▸ **Task directions**
Reproduce the material below line for line, changing nothing.

Excerpts of labeled region data

##############################

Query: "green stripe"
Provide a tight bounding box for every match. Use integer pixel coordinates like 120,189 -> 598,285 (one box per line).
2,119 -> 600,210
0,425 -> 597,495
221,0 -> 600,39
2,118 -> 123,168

##############################

▸ **Result of the task**
Query: "green stripe"
Provide a tight bounding box for every match. Use integer pixel coordinates like 120,189 -> 598,285 (one box per line).
2,119 -> 600,210
0,425 -> 597,495
221,0 -> 600,39
2,118 -> 123,168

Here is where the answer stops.